(Outline annotation listing)

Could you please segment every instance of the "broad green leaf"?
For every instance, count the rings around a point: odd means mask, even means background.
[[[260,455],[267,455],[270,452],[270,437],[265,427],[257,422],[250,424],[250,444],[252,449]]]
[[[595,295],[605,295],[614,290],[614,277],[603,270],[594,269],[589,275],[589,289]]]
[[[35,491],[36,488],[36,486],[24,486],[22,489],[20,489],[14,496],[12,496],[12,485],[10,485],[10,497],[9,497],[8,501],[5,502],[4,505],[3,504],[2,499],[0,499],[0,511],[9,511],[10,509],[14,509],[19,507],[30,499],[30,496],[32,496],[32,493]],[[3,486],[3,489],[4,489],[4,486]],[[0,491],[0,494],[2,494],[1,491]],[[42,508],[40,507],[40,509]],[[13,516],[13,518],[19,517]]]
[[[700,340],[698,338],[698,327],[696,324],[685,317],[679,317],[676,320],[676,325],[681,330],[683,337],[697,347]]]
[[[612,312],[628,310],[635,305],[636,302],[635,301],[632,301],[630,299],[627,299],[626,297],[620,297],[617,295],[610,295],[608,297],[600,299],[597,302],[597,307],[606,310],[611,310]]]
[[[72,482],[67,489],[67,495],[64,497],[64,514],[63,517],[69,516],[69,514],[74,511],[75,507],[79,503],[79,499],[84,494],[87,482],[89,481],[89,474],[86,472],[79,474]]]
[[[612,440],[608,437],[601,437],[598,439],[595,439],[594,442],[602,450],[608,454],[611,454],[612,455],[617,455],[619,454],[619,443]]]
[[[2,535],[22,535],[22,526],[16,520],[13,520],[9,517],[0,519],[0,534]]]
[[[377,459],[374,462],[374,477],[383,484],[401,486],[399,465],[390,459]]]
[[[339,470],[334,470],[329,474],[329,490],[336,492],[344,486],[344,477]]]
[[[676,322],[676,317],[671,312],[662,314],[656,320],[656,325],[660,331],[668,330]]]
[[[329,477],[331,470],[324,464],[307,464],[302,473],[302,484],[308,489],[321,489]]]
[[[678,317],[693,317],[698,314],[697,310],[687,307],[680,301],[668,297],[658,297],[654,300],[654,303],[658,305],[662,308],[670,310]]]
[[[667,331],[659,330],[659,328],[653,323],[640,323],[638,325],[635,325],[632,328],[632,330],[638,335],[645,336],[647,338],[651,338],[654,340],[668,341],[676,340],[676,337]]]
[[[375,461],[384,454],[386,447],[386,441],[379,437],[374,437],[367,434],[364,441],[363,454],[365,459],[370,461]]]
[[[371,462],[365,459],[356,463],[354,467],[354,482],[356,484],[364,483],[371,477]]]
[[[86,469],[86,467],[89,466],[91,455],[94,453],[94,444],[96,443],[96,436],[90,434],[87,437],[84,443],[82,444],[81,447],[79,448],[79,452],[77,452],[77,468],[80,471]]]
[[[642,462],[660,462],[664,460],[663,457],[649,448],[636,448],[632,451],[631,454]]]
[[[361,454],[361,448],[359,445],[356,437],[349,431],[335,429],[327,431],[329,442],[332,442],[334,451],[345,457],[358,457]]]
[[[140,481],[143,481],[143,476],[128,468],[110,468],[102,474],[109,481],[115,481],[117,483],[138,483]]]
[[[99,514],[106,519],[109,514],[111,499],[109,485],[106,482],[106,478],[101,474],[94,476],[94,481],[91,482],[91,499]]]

### OBJECTIVE:
Count the lines of the listing above that contain the string "instance", treating case as significant. Give only the number.

### RESPONSE TO THIS TASK:
2